◆ Problem ◆
Please extract the lines from the one containing "Q: innermost point of each instance of the metal" through the end of the items, copying each line without changes.

Excerpts of pointing data
########################################

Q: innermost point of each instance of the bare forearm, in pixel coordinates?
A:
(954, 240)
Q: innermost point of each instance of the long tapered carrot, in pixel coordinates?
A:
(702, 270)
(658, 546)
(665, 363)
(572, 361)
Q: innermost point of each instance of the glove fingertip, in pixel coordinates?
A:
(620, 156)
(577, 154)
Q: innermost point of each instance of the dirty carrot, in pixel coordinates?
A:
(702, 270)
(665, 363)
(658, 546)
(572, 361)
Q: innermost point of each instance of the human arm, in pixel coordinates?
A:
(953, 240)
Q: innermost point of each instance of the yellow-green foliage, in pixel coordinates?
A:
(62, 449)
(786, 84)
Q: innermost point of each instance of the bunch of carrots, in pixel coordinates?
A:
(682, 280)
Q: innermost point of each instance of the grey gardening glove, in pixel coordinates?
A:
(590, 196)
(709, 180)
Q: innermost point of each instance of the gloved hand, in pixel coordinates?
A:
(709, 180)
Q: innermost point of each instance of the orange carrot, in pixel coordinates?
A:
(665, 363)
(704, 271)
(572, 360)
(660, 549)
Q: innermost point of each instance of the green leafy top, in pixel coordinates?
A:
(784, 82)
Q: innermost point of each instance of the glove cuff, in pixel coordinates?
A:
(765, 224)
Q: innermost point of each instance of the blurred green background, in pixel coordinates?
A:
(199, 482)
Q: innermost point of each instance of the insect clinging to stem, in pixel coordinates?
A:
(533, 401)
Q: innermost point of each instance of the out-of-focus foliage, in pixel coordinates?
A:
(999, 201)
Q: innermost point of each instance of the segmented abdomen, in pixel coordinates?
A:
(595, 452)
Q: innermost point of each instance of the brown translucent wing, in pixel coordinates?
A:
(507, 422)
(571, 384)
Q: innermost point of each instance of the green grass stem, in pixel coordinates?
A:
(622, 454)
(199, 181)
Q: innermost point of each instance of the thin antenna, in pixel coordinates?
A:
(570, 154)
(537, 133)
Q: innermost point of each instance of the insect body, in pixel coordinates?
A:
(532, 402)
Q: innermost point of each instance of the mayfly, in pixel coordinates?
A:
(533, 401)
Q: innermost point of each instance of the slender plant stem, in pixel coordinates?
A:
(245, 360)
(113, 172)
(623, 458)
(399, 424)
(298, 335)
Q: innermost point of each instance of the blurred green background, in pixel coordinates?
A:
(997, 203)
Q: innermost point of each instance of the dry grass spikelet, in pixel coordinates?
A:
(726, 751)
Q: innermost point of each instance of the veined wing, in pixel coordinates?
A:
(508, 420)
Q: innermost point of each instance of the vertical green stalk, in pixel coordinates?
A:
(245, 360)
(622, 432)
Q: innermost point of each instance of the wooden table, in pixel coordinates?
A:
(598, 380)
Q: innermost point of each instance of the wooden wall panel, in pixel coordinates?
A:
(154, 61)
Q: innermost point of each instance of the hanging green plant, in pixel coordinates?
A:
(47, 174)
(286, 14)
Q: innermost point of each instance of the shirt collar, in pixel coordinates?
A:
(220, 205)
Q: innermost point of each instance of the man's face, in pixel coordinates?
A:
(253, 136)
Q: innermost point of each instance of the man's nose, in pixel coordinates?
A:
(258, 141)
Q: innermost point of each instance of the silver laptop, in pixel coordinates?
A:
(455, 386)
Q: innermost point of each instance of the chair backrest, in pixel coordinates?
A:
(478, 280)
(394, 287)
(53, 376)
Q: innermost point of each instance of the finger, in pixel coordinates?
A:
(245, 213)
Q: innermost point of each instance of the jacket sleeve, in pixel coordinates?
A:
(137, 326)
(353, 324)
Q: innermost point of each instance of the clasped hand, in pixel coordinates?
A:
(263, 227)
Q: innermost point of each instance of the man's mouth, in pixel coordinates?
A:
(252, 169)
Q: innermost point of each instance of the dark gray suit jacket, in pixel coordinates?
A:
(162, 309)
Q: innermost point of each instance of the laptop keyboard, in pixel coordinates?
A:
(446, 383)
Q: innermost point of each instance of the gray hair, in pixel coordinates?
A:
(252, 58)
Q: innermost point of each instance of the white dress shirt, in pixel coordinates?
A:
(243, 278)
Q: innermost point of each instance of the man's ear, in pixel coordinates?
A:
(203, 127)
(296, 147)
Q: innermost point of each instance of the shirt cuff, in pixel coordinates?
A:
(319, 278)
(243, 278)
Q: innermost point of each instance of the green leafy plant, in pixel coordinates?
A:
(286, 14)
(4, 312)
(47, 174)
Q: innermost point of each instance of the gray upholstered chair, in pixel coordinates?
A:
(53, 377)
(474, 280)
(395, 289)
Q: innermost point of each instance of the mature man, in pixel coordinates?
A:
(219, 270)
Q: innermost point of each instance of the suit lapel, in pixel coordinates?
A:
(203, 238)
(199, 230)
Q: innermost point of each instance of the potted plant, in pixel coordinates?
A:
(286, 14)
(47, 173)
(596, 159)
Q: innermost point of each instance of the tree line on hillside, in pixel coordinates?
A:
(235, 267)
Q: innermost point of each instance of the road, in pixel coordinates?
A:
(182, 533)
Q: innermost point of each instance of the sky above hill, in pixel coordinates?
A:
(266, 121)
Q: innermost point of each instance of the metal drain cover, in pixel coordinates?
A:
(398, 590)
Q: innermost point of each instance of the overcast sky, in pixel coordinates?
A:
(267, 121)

########################################

◆ Worked solution ◆
Q: innermost point of each instance of the metal drain cover, in pixel coordinates?
A:
(398, 590)
Q: innermost point of each instance of the overcast sky, in pixel coordinates?
A:
(267, 121)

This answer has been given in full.